■ Study material
========================================

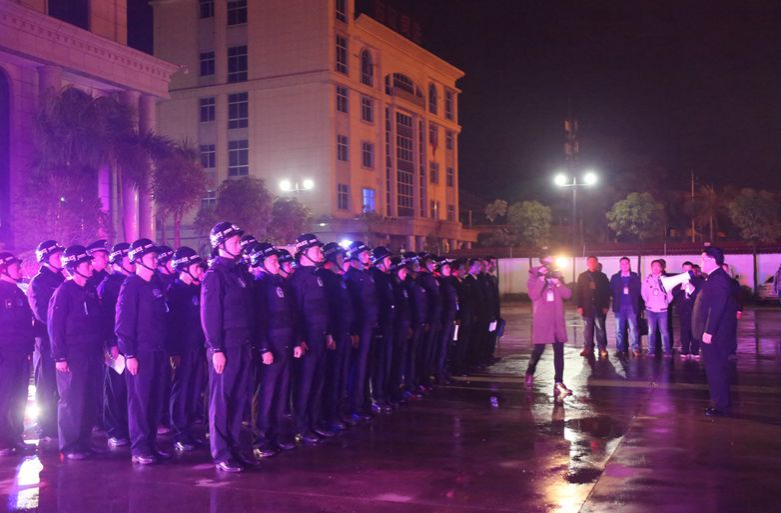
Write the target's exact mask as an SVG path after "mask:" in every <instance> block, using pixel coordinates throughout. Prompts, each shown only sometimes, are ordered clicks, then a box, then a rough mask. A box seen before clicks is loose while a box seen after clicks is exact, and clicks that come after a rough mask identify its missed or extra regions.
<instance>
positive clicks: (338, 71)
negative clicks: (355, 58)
mask: <svg viewBox="0 0 781 513" xmlns="http://www.w3.org/2000/svg"><path fill="white" fill-rule="evenodd" d="M336 71H338V72H339V73H344V74H345V75H346V74H347V38H346V37H344V36H336Z"/></svg>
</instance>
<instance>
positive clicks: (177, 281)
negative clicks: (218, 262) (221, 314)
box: [167, 278, 206, 355]
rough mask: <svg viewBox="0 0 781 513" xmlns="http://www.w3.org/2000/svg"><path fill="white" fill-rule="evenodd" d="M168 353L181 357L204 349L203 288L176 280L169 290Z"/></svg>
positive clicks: (193, 284) (191, 284) (196, 285)
mask: <svg viewBox="0 0 781 513" xmlns="http://www.w3.org/2000/svg"><path fill="white" fill-rule="evenodd" d="M167 296H168V308H169V310H170V314H169V315H168V335H169V336H168V353H169V354H171V355H181V354H184V353H189V352H191V351H199V350H202V349H203V346H204V344H205V341H206V337H204V335H203V327H202V326H201V287H200V286H199V285H195V284H189V285H188V284H186V283H184V282H183V281H181V280H180V279H178V278H177V279H176V280H174V281H173V283H171V286H170V287H169V288H168V294H167Z"/></svg>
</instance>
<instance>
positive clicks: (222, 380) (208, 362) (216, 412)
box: [207, 343, 252, 463]
mask: <svg viewBox="0 0 781 513" xmlns="http://www.w3.org/2000/svg"><path fill="white" fill-rule="evenodd" d="M224 354H225V360H226V364H225V368H224V369H223V371H222V374H217V372H215V370H214V365H212V363H211V361H212V356H213V353H212V352H211V351H207V356H208V360H207V364H208V365H209V443H210V446H211V453H212V458H213V459H214V461H215V462H216V463H221V462H223V461H227V460H231V459H236V458H238V457H239V452H240V447H241V446H240V443H239V436H240V435H241V421H242V420H244V412H245V410H246V408H247V403H248V402H249V400H250V393H251V392H250V384H251V379H252V377H251V368H250V366H251V365H252V355H251V348H250V345H249V343H246V344H241V345H236V346H227V347H226V348H225V351H224Z"/></svg>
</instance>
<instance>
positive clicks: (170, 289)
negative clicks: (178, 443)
mask: <svg viewBox="0 0 781 513" xmlns="http://www.w3.org/2000/svg"><path fill="white" fill-rule="evenodd" d="M167 297H168V307H169V309H170V315H169V317H168V333H169V338H168V354H169V355H170V356H176V357H178V358H179V365H178V366H177V367H176V370H175V371H174V373H173V380H172V382H171V398H170V403H169V407H170V415H171V428H172V429H173V432H174V439H175V440H176V441H177V442H181V443H191V442H192V441H193V435H192V432H191V428H192V424H193V421H194V419H195V417H196V415H197V413H198V408H199V407H201V406H202V404H203V403H201V402H199V400H198V397H199V396H200V392H201V391H200V390H197V389H198V387H199V384H201V383H203V380H201V379H200V375H201V374H202V373H203V372H205V370H206V369H205V368H204V362H205V361H206V354H205V350H204V342H205V337H204V335H203V328H202V327H201V287H200V286H199V285H195V284H187V283H184V282H183V281H181V280H179V279H176V280H174V282H173V283H172V284H171V287H170V288H169V289H168V295H167Z"/></svg>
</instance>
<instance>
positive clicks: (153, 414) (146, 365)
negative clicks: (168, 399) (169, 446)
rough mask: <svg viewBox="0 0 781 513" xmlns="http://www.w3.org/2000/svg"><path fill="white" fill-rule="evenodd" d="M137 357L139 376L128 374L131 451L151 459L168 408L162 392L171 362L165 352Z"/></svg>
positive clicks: (154, 449) (148, 352) (145, 351)
mask: <svg viewBox="0 0 781 513" xmlns="http://www.w3.org/2000/svg"><path fill="white" fill-rule="evenodd" d="M135 356H136V359H137V360H138V373H137V374H136V375H135V376H133V375H132V374H130V372H127V371H126V372H125V379H126V380H127V410H128V427H129V428H130V429H129V431H130V452H131V453H132V454H133V456H140V455H147V456H148V455H152V454H154V452H155V438H156V437H157V426H158V424H159V423H160V418H161V417H162V414H163V410H164V409H165V407H166V405H164V404H163V393H162V391H163V386H164V384H163V380H164V379H165V376H166V371H165V367H166V365H168V359H167V357H166V354H165V352H163V351H150V350H139V351H138V352H137V353H136V355H135Z"/></svg>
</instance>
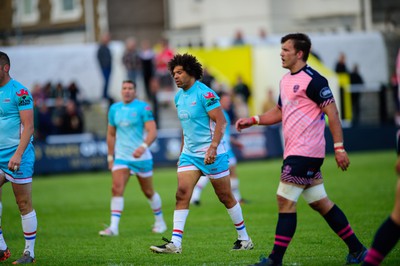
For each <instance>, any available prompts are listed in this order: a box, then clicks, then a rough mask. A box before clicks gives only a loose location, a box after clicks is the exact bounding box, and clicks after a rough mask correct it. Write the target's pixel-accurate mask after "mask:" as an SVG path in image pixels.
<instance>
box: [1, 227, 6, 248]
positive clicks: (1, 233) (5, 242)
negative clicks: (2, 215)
mask: <svg viewBox="0 0 400 266" xmlns="http://www.w3.org/2000/svg"><path fill="white" fill-rule="evenodd" d="M6 248H7V244H6V241H5V240H4V236H3V228H1V227H0V250H6Z"/></svg>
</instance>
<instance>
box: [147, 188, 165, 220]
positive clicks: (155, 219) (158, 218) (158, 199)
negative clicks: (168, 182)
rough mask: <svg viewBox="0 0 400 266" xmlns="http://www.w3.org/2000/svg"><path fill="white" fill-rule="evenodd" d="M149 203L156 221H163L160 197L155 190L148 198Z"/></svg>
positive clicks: (159, 195)
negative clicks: (149, 196) (153, 214)
mask: <svg viewBox="0 0 400 266" xmlns="http://www.w3.org/2000/svg"><path fill="white" fill-rule="evenodd" d="M149 204H150V207H151V209H152V210H153V214H154V219H155V221H156V223H164V217H163V213H162V209H161V206H162V202H161V197H160V195H159V194H158V193H157V192H155V193H154V195H153V197H152V198H151V199H150V200H149Z"/></svg>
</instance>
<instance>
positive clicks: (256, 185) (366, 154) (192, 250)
mask: <svg viewBox="0 0 400 266" xmlns="http://www.w3.org/2000/svg"><path fill="white" fill-rule="evenodd" d="M350 160H351V166H350V169H349V170H348V171H347V172H342V171H340V170H339V169H338V168H337V167H336V165H335V161H334V158H333V157H332V156H328V157H327V159H326V160H325V163H324V167H323V175H324V178H325V186H326V190H327V192H328V195H329V197H330V198H331V199H332V200H333V201H334V202H335V203H336V204H337V205H338V206H339V207H341V208H342V210H343V211H344V212H345V213H346V215H347V218H348V219H349V221H350V224H351V225H352V227H353V229H354V231H355V233H356V234H357V235H358V237H359V238H360V240H361V241H362V242H363V243H364V244H365V245H366V246H367V247H369V246H370V244H371V241H372V238H373V235H374V234H375V232H376V230H377V228H378V226H379V225H380V224H381V222H382V221H383V220H384V219H386V217H387V216H388V215H389V213H390V211H391V209H392V207H393V201H394V191H395V183H396V180H397V177H396V175H395V173H394V164H395V160H396V154H395V152H394V151H381V152H371V153H351V154H350ZM280 166H281V159H273V160H265V161H257V162H243V163H239V165H238V174H239V178H240V182H241V183H240V187H241V192H242V195H243V197H244V198H245V199H247V200H248V201H249V204H246V205H243V206H242V209H243V213H244V218H245V222H246V226H247V230H248V232H249V234H250V236H251V238H252V240H253V242H254V244H255V248H254V250H251V251H236V252H233V251H230V249H231V247H232V246H233V242H234V241H235V240H236V236H237V234H236V232H235V229H234V226H233V225H232V222H231V220H230V218H229V216H228V214H227V211H226V210H225V208H224V207H223V205H222V204H221V203H219V202H218V200H217V198H216V196H215V194H214V192H213V191H212V187H211V185H210V184H209V186H208V187H206V189H205V190H204V193H203V195H202V199H201V206H199V207H197V206H191V209H190V213H189V217H188V220H187V223H186V226H185V233H184V237H183V253H182V254H177V255H175V254H173V255H170V254H154V253H151V252H150V250H149V247H150V246H151V245H159V244H162V243H163V241H162V240H161V235H158V234H153V233H152V232H151V226H152V223H153V215H152V212H151V210H150V207H149V204H148V202H147V200H146V199H145V197H144V196H143V194H142V192H141V191H140V189H139V187H138V183H137V181H136V178H131V180H130V182H129V184H128V186H127V189H126V191H125V210H124V212H123V214H122V219H121V222H120V236H119V237H114V238H105V237H100V236H99V235H98V231H99V230H101V229H103V228H104V224H108V223H109V220H110V195H111V175H110V173H109V172H92V173H82V174H65V175H56V176H36V177H35V179H34V183H33V191H34V192H33V202H34V206H35V209H36V212H37V215H38V224H39V226H38V230H37V239H36V249H35V255H36V256H35V257H36V258H37V264H38V265H248V264H251V263H255V262H257V261H258V258H259V256H260V255H261V254H266V255H268V253H269V252H270V250H271V248H272V245H273V241H274V232H275V225H276V220H277V206H276V201H275V192H276V189H277V186H278V182H279V171H280ZM175 172H176V169H175V168H157V169H156V170H155V174H154V184H155V188H156V190H157V191H158V192H159V194H160V195H161V197H162V200H163V212H164V217H165V219H166V221H167V224H168V231H167V232H166V233H164V234H163V236H165V237H167V238H170V237H171V227H172V215H173V209H174V205H175V190H176V173H175ZM2 225H3V233H4V236H5V239H6V241H7V244H8V246H9V248H10V250H11V253H12V257H11V258H10V259H9V260H8V261H7V262H5V263H3V264H5V265H7V264H10V263H11V262H12V261H14V260H15V259H17V258H19V257H20V255H21V252H22V250H23V247H24V240H23V234H22V230H21V221H20V217H19V213H18V211H17V206H16V204H15V200H14V196H13V195H12V191H11V188H10V185H9V184H6V185H5V186H4V189H3V217H2ZM346 254H347V248H346V246H345V245H344V243H342V241H341V240H340V239H339V238H338V237H337V236H336V235H335V234H334V233H333V232H332V231H331V230H330V228H329V227H328V225H327V224H326V223H325V221H324V219H323V218H321V217H320V216H319V214H317V213H316V212H314V211H312V210H311V208H309V207H308V206H307V204H305V202H304V200H303V199H300V200H299V203H298V224H297V232H296V234H295V236H294V238H293V241H292V243H291V245H290V246H289V248H288V251H287V253H286V256H285V258H284V264H285V265H305V266H307V265H343V264H344V261H345V259H344V258H345V256H346ZM383 265H400V244H398V245H397V246H396V247H395V249H394V250H392V252H391V253H390V255H389V256H388V257H387V259H386V260H385V262H384V264H383Z"/></svg>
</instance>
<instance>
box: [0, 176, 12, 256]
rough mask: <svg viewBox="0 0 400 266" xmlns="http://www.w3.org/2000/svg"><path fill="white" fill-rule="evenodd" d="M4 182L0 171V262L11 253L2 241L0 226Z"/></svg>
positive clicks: (2, 210)
mask: <svg viewBox="0 0 400 266" xmlns="http://www.w3.org/2000/svg"><path fill="white" fill-rule="evenodd" d="M5 182H6V179H5V174H4V172H3V171H2V170H0V261H4V260H6V259H8V258H9V257H10V256H11V252H10V250H9V249H8V247H7V243H6V241H5V240H4V236H3V228H2V226H1V217H2V215H3V204H2V194H3V189H2V186H3V184H4V183H5Z"/></svg>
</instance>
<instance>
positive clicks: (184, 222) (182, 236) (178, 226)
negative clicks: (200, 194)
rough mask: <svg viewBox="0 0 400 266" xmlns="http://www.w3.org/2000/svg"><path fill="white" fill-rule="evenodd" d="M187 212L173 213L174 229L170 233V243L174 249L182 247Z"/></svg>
mask: <svg viewBox="0 0 400 266" xmlns="http://www.w3.org/2000/svg"><path fill="white" fill-rule="evenodd" d="M188 215H189V210H175V211H174V229H173V231H172V237H171V241H172V242H173V243H174V245H175V246H176V247H181V246H182V237H183V229H184V228H185V223H186V218H187V216H188Z"/></svg>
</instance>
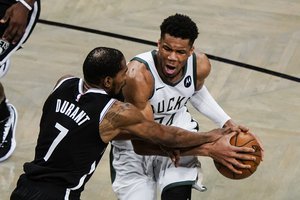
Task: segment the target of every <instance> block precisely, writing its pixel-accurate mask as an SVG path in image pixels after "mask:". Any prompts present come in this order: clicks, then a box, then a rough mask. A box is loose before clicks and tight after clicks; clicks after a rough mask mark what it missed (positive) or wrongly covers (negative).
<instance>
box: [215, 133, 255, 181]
mask: <svg viewBox="0 0 300 200" xmlns="http://www.w3.org/2000/svg"><path fill="white" fill-rule="evenodd" d="M230 144H232V145H234V146H238V147H251V148H253V149H254V150H255V152H254V153H250V154H251V155H253V156H255V157H256V160H255V161H252V160H239V161H240V162H242V163H243V164H246V165H250V166H251V168H248V169H239V170H240V171H242V172H243V173H242V174H236V173H234V172H232V171H231V170H230V169H228V168H227V167H226V166H224V165H222V164H221V163H218V162H216V161H214V164H215V166H216V168H217V170H218V171H219V172H220V173H221V174H222V175H223V176H225V177H227V178H230V179H243V178H247V177H249V176H251V175H252V174H253V173H254V172H255V171H256V169H257V167H258V165H259V163H260V161H261V148H260V146H259V144H258V142H257V140H256V139H255V138H254V137H253V136H252V135H251V134H248V133H244V132H240V133H239V134H237V135H235V136H233V137H232V138H231V139H230Z"/></svg>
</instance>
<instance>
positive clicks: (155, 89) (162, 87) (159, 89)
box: [155, 86, 165, 91]
mask: <svg viewBox="0 0 300 200" xmlns="http://www.w3.org/2000/svg"><path fill="white" fill-rule="evenodd" d="M164 87H165V86H162V87H159V88H156V89H155V91H157V90H160V89H163V88H164Z"/></svg>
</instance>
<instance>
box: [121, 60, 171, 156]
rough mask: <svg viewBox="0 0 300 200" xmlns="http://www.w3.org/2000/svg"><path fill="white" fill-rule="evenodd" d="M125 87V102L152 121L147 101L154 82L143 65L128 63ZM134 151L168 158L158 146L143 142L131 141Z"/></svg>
mask: <svg viewBox="0 0 300 200" xmlns="http://www.w3.org/2000/svg"><path fill="white" fill-rule="evenodd" d="M127 66H128V71H127V78H126V86H125V87H124V88H123V95H124V97H125V101H126V102H130V103H132V104H133V105H135V106H136V107H137V108H138V109H139V110H140V111H141V112H142V113H143V115H144V117H145V118H146V119H148V120H153V112H152V107H151V104H150V103H149V99H150V97H151V96H152V94H153V90H154V80H153V76H152V74H151V72H150V71H149V70H148V69H147V68H146V66H145V64H143V63H141V62H139V61H136V60H133V61H130V62H129V63H128V65H127ZM131 142H132V145H133V147H134V151H135V152H136V153H137V154H140V155H161V156H169V154H166V152H165V151H162V149H161V148H160V146H159V145H157V144H154V143H151V142H149V141H145V140H131Z"/></svg>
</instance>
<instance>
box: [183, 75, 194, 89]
mask: <svg viewBox="0 0 300 200" xmlns="http://www.w3.org/2000/svg"><path fill="white" fill-rule="evenodd" d="M191 84H192V78H191V76H187V77H186V78H185V79H184V86H185V87H186V88H188V87H190V86H191Z"/></svg>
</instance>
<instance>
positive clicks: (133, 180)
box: [112, 146, 206, 200]
mask: <svg viewBox="0 0 300 200" xmlns="http://www.w3.org/2000/svg"><path fill="white" fill-rule="evenodd" d="M112 153H113V155H114V159H113V162H112V167H113V168H114V170H115V172H116V174H115V179H114V180H113V185H112V187H113V190H114V192H115V193H116V195H117V197H118V199H119V200H125V199H126V200H128V199H130V200H139V199H143V200H156V198H157V189H160V192H162V191H163V190H165V189H168V188H170V187H175V186H180V185H192V186H193V187H194V188H195V189H197V190H199V191H205V190H206V188H205V186H203V185H202V183H201V182H202V173H201V165H200V162H199V161H198V159H197V157H195V156H185V157H181V159H180V166H179V167H175V166H174V164H173V163H172V161H171V159H170V158H168V157H163V156H140V155H137V154H136V153H135V152H134V151H133V150H128V149H122V148H118V147H116V146H112Z"/></svg>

========================================

Locate each line in the listing above that contains the word "every" and copy those lines out.

■ Reply to the exercise
Write the target's exact mask as an SVG path after "mask:" in every <instance> block, using pixel coordinates throughout. Prompts, each shown only sometimes, are ordered clicks, then a box, then a rough mask. A box seen before clicks is loose while a box seen after clicks is exact, and clicks that come after a rough mask identify its missed or extra regions.
Task: segment the target of every <instance> block precisely, writing its pixel-accurate mask as an SVG path in image pixels after "mask:". Any prompts present come in this order: clicks, then a box, then a rough mask. A box is loose before clicks and tight after clicks; clicks after a rough mask mark what it missed (positive) or wrongly covers (negative).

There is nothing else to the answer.